[WHAT THE TASK ASKS]:
Check each line of the material for the string "single", then give only how many lines have it.

[DATA FOR THIS EXERCISE]:
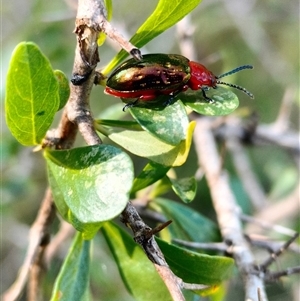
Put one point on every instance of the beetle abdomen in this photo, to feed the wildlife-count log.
(168, 72)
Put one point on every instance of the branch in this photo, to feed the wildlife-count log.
(226, 208)
(272, 258)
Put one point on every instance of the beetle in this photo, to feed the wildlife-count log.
(164, 74)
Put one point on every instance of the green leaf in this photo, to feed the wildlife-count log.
(72, 282)
(64, 88)
(125, 124)
(88, 230)
(185, 188)
(93, 181)
(168, 123)
(225, 102)
(151, 173)
(193, 267)
(187, 223)
(32, 94)
(145, 145)
(137, 272)
(166, 14)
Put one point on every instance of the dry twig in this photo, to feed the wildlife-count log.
(226, 209)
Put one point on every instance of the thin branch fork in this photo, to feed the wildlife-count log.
(226, 209)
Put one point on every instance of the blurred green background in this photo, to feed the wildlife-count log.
(226, 34)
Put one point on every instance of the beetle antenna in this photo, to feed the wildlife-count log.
(236, 87)
(235, 71)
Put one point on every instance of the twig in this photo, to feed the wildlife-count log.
(143, 235)
(272, 258)
(226, 208)
(283, 117)
(275, 212)
(270, 246)
(38, 236)
(185, 31)
(272, 276)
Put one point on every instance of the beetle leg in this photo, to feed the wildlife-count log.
(130, 105)
(209, 100)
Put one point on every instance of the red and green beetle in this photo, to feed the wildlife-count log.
(164, 74)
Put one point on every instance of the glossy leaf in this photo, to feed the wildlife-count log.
(72, 282)
(225, 102)
(32, 94)
(64, 88)
(166, 14)
(125, 124)
(145, 145)
(168, 123)
(137, 272)
(88, 230)
(193, 267)
(187, 223)
(151, 173)
(185, 188)
(93, 181)
(185, 145)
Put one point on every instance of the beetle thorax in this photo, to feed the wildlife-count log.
(200, 77)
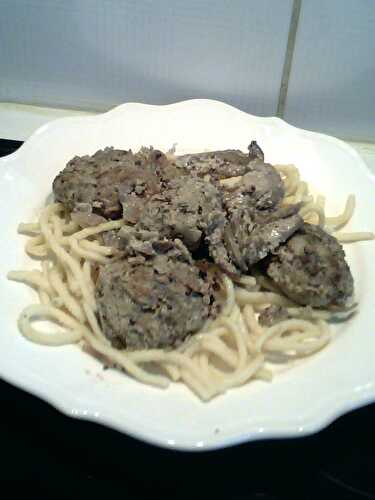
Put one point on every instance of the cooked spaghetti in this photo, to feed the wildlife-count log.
(230, 351)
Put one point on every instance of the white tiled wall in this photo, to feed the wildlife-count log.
(94, 54)
(332, 82)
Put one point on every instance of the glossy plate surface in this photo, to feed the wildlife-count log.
(303, 398)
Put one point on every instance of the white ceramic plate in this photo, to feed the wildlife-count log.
(302, 399)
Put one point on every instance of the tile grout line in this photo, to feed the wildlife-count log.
(296, 9)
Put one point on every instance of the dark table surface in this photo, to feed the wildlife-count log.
(39, 443)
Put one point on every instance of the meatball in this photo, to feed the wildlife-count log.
(310, 268)
(185, 210)
(250, 235)
(112, 182)
(153, 297)
(261, 187)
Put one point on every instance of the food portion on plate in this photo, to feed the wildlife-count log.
(202, 268)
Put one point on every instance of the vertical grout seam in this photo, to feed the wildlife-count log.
(296, 10)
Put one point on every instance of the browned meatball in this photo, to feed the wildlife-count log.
(310, 268)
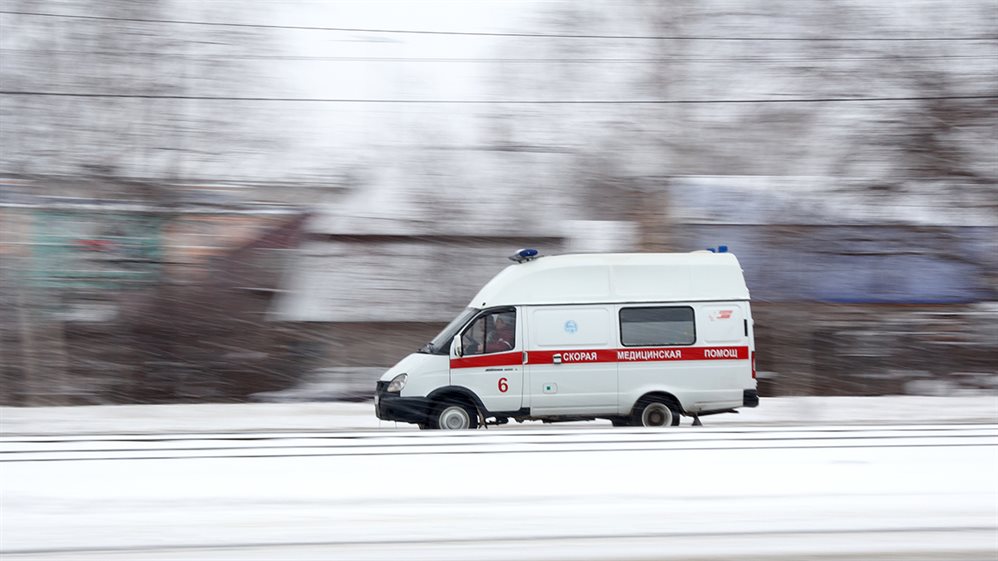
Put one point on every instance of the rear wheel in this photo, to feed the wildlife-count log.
(456, 416)
(657, 412)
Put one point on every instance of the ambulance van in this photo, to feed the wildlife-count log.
(640, 339)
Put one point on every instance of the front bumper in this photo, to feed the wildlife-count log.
(393, 407)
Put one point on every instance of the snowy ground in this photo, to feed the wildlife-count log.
(814, 478)
(350, 416)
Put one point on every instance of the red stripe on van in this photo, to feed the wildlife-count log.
(479, 361)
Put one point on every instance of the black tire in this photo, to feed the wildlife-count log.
(656, 412)
(455, 416)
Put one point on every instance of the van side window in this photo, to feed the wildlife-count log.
(494, 332)
(641, 327)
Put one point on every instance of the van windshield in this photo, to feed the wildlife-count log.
(440, 345)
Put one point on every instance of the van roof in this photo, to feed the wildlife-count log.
(616, 278)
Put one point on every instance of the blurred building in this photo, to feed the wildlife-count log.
(161, 158)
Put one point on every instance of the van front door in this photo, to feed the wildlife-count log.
(490, 362)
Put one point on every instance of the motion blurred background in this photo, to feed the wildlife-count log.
(225, 201)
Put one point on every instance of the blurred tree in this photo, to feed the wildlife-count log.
(113, 98)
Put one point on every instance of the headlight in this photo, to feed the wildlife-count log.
(397, 383)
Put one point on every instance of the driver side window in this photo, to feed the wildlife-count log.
(491, 333)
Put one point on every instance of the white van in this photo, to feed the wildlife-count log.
(637, 338)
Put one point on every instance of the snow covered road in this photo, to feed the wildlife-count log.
(904, 492)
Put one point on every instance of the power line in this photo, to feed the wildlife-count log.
(540, 60)
(504, 101)
(491, 34)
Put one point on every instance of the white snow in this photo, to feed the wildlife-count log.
(349, 416)
(917, 481)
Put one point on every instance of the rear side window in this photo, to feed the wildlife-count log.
(641, 327)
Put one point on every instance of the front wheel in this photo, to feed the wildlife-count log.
(456, 416)
(657, 413)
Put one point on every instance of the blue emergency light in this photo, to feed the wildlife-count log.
(525, 254)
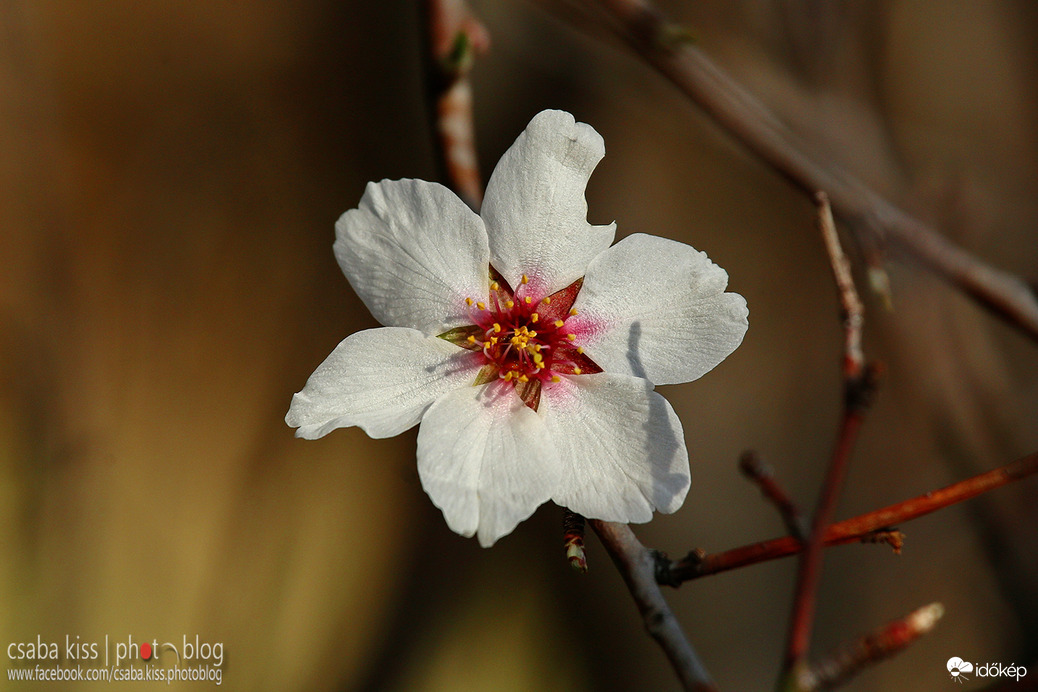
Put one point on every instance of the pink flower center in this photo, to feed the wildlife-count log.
(524, 337)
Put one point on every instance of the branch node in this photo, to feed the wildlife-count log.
(849, 659)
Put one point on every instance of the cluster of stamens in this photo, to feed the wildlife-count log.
(523, 338)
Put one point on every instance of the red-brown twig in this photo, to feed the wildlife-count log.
(657, 40)
(846, 661)
(455, 36)
(637, 565)
(855, 529)
(858, 384)
(761, 473)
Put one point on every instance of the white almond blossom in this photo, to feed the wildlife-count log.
(525, 343)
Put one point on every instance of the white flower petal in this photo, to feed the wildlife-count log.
(535, 208)
(620, 446)
(657, 309)
(413, 252)
(381, 380)
(485, 460)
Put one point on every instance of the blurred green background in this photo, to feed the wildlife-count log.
(169, 177)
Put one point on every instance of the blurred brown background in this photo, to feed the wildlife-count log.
(169, 176)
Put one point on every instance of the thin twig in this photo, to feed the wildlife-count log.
(455, 37)
(848, 660)
(637, 565)
(665, 48)
(851, 310)
(864, 527)
(761, 473)
(858, 384)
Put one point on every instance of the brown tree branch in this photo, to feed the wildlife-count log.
(637, 565)
(858, 528)
(761, 473)
(455, 36)
(662, 45)
(848, 660)
(858, 384)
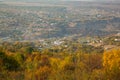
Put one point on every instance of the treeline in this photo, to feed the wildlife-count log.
(22, 61)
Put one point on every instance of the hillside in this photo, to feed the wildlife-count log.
(35, 21)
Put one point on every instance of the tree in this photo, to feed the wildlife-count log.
(111, 63)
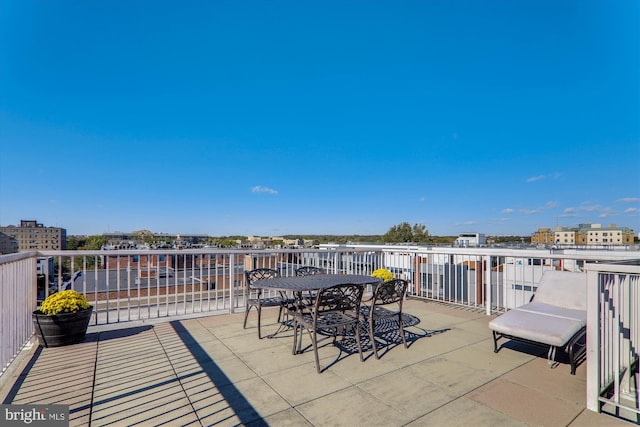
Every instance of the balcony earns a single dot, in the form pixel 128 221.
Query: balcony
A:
pixel 183 357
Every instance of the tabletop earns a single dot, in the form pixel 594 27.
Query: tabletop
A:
pixel 314 282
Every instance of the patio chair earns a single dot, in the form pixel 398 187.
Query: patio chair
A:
pixel 555 318
pixel 259 301
pixel 336 309
pixel 308 270
pixel 391 293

[ANSWER FOR THIS EXERCISE]:
3